(Work request)
Would you repeat, word for word, the stretch of the school counseling article from "The time we're" through "to social activities."?

Schools Expecting Spike in Post-Pandemic Mental Health Counseling

Jul 5, 2021

Student and Family Counseling for Bowling Green City Schools is based at the Learning Center.
Credit Rhonda J. Miller

The time we're living in now might be thought of as “pandemic recovery.”

After 15 months of shutdowns, stress and isolation, Kentucky is open for business and there's a welcome return to social activities. 

Schools will be fully in-person for the new academic year in the fall.

But the anxiety many children experienced during the pandemic is not likely to be washed away in the water parks and swimming pools of summer. 

WKU Public Radio reporter Rhonda Miller talked with Tanner Steelman, a licensed clinical social worker who is mental health supervisor for Bowling Green City Schools


Steelman said educators are expecting a spike in the need for mental health services in the fall, as the emotional impact of the pandemic becomes visible to teachers, school counselors, cafeteria workers and bus drivers.

(Listed entries)
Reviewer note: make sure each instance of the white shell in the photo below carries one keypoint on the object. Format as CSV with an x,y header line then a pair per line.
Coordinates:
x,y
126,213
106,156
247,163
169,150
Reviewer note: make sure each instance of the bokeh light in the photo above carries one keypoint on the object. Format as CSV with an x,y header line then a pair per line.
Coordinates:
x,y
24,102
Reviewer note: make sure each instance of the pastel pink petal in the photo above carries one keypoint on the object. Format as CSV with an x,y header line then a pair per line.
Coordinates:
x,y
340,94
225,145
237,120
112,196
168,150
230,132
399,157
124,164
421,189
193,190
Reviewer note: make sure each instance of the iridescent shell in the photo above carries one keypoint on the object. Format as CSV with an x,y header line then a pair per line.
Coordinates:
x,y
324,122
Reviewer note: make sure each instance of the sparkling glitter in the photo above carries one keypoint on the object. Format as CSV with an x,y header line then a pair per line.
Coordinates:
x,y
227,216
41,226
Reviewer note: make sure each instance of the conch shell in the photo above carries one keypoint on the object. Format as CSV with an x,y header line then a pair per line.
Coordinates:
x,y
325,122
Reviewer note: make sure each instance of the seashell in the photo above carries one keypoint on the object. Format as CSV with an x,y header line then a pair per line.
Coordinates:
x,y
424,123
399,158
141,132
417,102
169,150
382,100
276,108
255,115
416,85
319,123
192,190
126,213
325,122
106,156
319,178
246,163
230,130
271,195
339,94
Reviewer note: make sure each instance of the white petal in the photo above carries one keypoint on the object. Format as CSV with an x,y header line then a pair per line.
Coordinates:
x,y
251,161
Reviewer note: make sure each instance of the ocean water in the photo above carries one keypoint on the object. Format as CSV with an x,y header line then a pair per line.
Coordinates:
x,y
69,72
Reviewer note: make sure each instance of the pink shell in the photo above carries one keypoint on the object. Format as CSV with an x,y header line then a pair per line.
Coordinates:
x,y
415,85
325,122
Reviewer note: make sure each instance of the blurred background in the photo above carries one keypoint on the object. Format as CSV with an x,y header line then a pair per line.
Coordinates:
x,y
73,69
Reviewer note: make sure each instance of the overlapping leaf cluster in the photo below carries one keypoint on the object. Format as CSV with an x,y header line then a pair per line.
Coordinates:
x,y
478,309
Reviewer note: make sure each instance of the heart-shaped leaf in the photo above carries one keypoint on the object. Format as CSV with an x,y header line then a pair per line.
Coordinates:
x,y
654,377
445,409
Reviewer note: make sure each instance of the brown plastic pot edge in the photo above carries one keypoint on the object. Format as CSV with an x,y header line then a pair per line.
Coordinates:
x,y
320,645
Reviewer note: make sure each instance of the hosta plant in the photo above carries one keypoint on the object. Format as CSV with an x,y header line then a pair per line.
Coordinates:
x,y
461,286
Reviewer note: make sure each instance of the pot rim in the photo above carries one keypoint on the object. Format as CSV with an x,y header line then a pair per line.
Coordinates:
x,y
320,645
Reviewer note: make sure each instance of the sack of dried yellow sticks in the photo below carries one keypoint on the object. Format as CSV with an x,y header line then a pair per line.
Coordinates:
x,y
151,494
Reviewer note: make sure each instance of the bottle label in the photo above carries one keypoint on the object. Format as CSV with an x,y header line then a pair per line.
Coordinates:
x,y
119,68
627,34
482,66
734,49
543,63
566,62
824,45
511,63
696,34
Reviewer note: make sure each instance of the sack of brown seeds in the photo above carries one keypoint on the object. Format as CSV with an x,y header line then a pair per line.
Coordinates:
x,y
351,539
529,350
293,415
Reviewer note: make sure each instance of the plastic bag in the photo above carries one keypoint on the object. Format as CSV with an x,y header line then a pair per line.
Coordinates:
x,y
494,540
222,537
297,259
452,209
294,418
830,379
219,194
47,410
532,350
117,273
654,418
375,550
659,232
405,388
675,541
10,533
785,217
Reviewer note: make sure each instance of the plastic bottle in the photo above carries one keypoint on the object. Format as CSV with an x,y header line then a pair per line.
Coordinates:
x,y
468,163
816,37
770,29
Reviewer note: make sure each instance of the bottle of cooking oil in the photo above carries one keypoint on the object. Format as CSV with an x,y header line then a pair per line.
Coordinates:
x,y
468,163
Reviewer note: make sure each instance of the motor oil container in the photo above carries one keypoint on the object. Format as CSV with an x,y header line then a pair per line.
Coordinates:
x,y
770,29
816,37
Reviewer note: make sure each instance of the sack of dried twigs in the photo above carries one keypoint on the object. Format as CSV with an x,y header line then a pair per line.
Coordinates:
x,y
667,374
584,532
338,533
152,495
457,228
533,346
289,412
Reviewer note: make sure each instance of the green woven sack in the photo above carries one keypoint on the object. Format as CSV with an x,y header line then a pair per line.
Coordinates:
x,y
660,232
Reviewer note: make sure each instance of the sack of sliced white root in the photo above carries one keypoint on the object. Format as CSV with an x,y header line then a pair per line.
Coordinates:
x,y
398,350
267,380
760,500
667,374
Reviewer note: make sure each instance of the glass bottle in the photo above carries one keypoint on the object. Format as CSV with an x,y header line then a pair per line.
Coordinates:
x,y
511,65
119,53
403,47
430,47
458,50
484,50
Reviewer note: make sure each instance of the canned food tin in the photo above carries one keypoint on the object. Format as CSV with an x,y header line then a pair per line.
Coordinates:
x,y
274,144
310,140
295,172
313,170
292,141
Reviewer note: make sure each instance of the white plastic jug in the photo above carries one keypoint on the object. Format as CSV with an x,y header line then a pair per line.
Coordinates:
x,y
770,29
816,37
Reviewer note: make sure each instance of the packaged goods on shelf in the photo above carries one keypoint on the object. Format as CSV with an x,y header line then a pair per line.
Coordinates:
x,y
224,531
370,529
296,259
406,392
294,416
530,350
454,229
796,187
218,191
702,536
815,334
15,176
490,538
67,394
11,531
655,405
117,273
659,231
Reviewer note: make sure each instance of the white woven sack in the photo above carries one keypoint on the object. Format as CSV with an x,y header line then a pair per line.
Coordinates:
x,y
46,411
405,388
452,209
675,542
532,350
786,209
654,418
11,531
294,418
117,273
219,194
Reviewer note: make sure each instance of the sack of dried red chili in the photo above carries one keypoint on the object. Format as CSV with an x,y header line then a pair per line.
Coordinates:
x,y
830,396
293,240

(Answer box)
The time we're living in now might be thought of as “pandemic recovery.”

After 15 months of shutdowns, stress and isolation, Kentucky is open for business and there's a welcome return to social activities.